#### [Document excerpt]
Tuesday, November 4, 2014

Close but no cigar....

As we're getting closer and closer to our due date (the 21st) the more nervous I get.  Not for the actual having the baby/baby coming part, but more the recognizing the signs of when to go to the hospital.  With Jake we induced and even then, I never really felt the contractions.  They told me I was having them, but I never really felt them.  I mean, my back was killing me the WHOLE time but I never felt when my stomach tightened etc.  so I feel like a first time mom in that regard.

Well, over the past few weeks I've had what I thought were gas pains.  I'd wake up in the night and have to change my position etc and then I'd be able to go back to sleep after a lil while.  Well Sunday morning around 4 am I woke up with these sharp pains in my left side and I assumed it was gas since I heard that so many women mistake labor for gas pains.  These lasted a lil longer than normal even after I tried to go a bunch of times.  I managed to fall asleep again around 6 and woke up again at 7:30 with sharp pains in my other side.  After awhile I could feel my stomach tightening along with the pains and after consistently dealing with these contractions and an increasing amount of discomfort for a few hours, we decided to go to the hospital.

#### [Information given]

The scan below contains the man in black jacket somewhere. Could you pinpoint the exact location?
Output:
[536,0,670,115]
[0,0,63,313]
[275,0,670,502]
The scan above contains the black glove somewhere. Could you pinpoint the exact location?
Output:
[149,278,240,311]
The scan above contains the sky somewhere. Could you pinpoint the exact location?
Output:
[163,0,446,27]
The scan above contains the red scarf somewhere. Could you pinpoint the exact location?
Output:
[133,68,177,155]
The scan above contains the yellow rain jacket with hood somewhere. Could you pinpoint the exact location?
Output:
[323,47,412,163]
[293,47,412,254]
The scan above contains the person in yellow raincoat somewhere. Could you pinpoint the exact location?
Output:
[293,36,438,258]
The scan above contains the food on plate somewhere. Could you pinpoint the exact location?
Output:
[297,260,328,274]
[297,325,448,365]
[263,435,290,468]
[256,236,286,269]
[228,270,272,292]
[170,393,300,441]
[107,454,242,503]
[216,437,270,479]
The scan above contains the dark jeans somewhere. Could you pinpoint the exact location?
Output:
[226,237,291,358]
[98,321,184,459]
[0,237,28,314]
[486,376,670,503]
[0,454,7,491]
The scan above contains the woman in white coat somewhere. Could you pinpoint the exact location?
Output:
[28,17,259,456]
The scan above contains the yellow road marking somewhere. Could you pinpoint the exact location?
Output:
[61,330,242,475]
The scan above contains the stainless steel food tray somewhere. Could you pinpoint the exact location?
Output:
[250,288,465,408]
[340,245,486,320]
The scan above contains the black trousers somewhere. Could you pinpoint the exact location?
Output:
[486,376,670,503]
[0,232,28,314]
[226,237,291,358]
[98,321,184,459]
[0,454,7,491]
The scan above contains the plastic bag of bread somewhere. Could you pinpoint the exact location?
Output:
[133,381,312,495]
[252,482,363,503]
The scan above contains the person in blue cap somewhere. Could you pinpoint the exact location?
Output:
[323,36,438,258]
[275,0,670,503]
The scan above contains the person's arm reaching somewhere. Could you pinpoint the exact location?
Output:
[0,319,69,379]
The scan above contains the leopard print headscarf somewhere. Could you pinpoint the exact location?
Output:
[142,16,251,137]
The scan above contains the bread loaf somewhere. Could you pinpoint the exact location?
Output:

#### [Work request 1]
In the blog post, around what time on Sunday morning did the writer first wake up with sharp pains?
#### [Work request 2]
Reproduce word for word the part of the blog post starting at "Well, over the" and ending at "decided to go to the hospital.".

#### [Response area 1]
Around 4 am.

#### [Response area 2]
Well, over the past few weeks I've had what I thought were gas pains.  I'd wake up in the night and have to change my position etc and then I'd be able to go back to sleep after a lil while.  Well Sunday morning around 4 am I woke up with these sharp pains in my left side and I assumed it was gas since I heard that so many women mistake labor for gas pains.  These lasted a lil longer than normal even after I tried to go a bunch of times.  I managed to fall asleep again around 6 and woke up again at 7:30 with sharp pains in my other side.  After awhile I could feel my stomach tightening along with the pains and after consistently dealing with these contractions and an increasing amount of discomfort for a few hours, we decided to go to the hospital.